▼▼▼

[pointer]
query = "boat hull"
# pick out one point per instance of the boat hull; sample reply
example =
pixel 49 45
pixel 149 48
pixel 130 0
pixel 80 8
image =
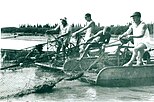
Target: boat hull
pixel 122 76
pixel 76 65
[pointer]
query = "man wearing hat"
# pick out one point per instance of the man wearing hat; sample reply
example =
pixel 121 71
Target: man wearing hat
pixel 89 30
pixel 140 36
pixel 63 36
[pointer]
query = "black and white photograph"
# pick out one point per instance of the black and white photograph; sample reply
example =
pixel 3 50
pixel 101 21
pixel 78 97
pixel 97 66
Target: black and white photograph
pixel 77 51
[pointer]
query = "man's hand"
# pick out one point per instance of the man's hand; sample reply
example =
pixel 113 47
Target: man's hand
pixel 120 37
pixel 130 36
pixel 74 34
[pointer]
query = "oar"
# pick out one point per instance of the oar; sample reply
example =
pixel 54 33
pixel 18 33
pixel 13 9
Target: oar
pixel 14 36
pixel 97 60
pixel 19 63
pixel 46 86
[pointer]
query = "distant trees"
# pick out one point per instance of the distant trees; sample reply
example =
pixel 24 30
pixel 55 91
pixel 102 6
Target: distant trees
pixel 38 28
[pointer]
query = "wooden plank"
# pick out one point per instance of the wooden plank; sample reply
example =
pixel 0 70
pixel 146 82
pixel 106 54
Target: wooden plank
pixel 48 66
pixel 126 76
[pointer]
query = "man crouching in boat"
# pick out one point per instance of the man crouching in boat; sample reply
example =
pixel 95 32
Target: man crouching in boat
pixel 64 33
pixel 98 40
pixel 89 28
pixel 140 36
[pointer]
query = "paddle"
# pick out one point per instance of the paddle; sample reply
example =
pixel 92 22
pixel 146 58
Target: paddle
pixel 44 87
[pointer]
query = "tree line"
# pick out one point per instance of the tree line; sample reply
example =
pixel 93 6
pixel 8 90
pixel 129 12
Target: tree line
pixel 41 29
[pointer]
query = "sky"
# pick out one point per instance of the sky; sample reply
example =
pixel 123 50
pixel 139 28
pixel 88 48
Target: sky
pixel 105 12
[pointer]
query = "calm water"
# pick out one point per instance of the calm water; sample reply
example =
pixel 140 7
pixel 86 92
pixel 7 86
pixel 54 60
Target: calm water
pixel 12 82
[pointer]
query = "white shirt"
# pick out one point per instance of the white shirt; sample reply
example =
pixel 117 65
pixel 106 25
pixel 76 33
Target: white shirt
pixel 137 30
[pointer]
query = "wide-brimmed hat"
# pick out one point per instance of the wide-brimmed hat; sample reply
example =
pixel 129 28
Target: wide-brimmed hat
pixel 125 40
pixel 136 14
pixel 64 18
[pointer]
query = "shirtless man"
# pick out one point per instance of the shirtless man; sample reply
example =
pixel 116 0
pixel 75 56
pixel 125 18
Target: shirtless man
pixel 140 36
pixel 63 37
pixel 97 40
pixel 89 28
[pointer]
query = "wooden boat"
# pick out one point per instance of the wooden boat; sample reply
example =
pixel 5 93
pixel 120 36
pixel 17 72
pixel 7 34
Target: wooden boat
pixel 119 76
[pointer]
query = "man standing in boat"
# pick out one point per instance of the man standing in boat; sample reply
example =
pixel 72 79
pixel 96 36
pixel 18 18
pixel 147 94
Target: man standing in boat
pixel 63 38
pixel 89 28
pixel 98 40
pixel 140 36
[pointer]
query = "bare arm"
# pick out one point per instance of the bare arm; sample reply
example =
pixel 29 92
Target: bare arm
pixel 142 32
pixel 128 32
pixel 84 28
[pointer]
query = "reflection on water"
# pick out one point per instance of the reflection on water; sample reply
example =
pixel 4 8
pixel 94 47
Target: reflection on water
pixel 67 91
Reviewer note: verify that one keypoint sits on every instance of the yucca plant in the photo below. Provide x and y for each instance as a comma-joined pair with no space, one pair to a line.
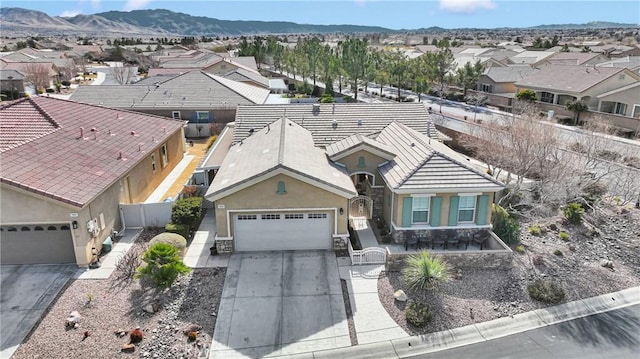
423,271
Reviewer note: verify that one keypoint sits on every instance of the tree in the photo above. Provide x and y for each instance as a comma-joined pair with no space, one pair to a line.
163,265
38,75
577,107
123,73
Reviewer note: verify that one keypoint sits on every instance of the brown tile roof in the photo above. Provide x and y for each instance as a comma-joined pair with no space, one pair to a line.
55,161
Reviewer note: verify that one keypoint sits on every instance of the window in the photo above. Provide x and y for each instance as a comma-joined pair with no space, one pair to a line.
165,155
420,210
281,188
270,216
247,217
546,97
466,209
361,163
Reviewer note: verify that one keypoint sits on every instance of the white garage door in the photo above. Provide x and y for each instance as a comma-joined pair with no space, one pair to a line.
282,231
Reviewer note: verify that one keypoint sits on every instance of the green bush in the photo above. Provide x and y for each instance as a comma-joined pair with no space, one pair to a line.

▲▲▲

TASK DESCRIPTION:
Put each line of the listing above into the copy exactly, dropping the pictures.

RESULT OF THE EXERCISE:
[pointer]
query = "boat hull"
# pick out one point per instance of the boat hull; sample reply
example =
pixel 49 45
pixel 149 48
pixel 130 0
pixel 80 8
image =
Target: boat hull
pixel 122 76
pixel 76 65
[pointer]
query = "man wearing hat"
# pick out one point per instance of the man wearing hat; sample reply
example =
pixel 121 71
Target: man wearing hat
pixel 89 30
pixel 140 36
pixel 63 36
[pointer]
query = "black and white photograph"
# pick out one point per instance of the black and white photograph; sample reply
example =
pixel 3 50
pixel 101 21
pixel 78 97
pixel 97 66
Target: black and white photograph
pixel 77 51
[pointer]
query = "man's hand"
# pick out one point per instance of the man's hand; sample reply
example =
pixel 113 47
Target: man's hand
pixel 120 37
pixel 130 36
pixel 74 34
[pointer]
query = "oar"
# pick out one point per instance of the oar; sample reply
example =
pixel 54 33
pixel 18 33
pixel 13 9
Target: oar
pixel 14 36
pixel 97 60
pixel 19 63
pixel 46 86
[pointer]
query = "distant trees"
# pick out one point per instance of the distant trees; sample reply
example =
pixel 24 30
pixel 55 91
pixel 102 6
Target: distant trees
pixel 38 28
[pointer]
query = "wooden plank"
# pick out one point per instance of the wooden plank; sample reply
example =
pixel 0 70
pixel 146 82
pixel 106 54
Target: wooden plank
pixel 48 66
pixel 126 76
[pointer]
query = "man crouching in boat"
# pick out one point per instance of the man crouching in boat; sample reply
example =
pixel 95 32
Target: man crouching in boat
pixel 64 33
pixel 98 40
pixel 89 28
pixel 140 36
[pointer]
query = "paddle"
# pick out one point per instance of the paddle; sample reply
example =
pixel 92 22
pixel 146 58
Target: paddle
pixel 44 87
[pointer]
query = "tree line"
# pick out one point per instance of the tree line; sample reply
example =
pixel 93 6
pixel 8 90
pixel 129 12
Target: tree line
pixel 41 29
[pointer]
query = "sky"
# pick out one point per instance of the sky; sample reply
example =
pixel 123 50
pixel 139 28
pixel 88 48
Target: sky
pixel 105 12
[pointer]
query = "calm water"
# pick out one point per instance of the calm water; sample reply
example =
pixel 140 7
pixel 86 92
pixel 7 86
pixel 54 60
Target: calm water
pixel 12 82
[pointer]
query = "white shirt"
# pick out one point per instance of the white shirt; sample reply
example =
pixel 117 65
pixel 106 25
pixel 76 33
Target: white shirt
pixel 137 30
[pointer]
query = "wide-brimmed hat"
# pick out one point per instance of the wide-brimmed hat; sample reply
example =
pixel 129 28
Target: wide-brimmed hat
pixel 125 40
pixel 136 14
pixel 64 18
[pointer]
query = "shirtless man"
# pick out one point per instance of the shirtless man; sample reply
example =
pixel 116 0
pixel 75 56
pixel 125 18
Target: shirtless man
pixel 140 36
pixel 63 37
pixel 97 40
pixel 89 28
[pointer]
query = "wooden boat"
# pick out one point per instance of the wooden boat; sample reply
example =
pixel 5 93
pixel 120 36
pixel 17 72
pixel 7 34
Target: wooden boat
pixel 119 76
[pointer]
query = "man standing in boat"
# pick out one point per instance of the man standing in boat; sample reply
example =
pixel 72 79
pixel 96 36
pixel 18 18
pixel 147 94
Target: man standing in boat
pixel 63 38
pixel 89 28
pixel 98 40
pixel 140 36
[pointer]
query = "bare arm"
# pick out one point per instance of the bare arm; sample reply
example =
pixel 29 92
Target: bare arm
pixel 142 32
pixel 128 32
pixel 84 28
[pointer]
query = "reflection on water"
# pick out one point per instance of the reflection on water; sample reply
example =
pixel 4 8
pixel 94 47
Target: reflection on water
pixel 67 91
Reviewer note: verify that one keypoint sits on every instance of the yucca plant in the photo below. Provide x and y for each instance as a comma-joined pair with no space, one pair to a line.
423,271
Reviewer note: verify that one keypoint sits on every instance of the tree in the photo above. Provide x and y for each instance as a comma-joined pair with no space, one pair to a line.
163,265
38,75
577,107
123,73
Reviewer note: verify that one keypoint sits on every instance of the brown tile roof in the photo above. Provide x and y for each instance as a comma-joined pair with no space, one pair to a line.
55,161
Reviewer note: verify that one keypoint sits on every instance of the window in the photo above. Provide x and y for each instance as a comma-joined pair with no space, one pair to a line.
165,155
420,210
281,188
270,216
247,217
546,97
466,209
361,163
Reviewer note: verify that one keypoint sits on every instance of the white garage door in the photo above. Provide x and y for each instance as a comma-joined pair with no space, one pair to a line.
282,231
Reviewer note: verify that one keypoint sits on every instance of the green bush in the photo above. Provide x and y for each instance as a comma-joined pair with no space, one pair to a line.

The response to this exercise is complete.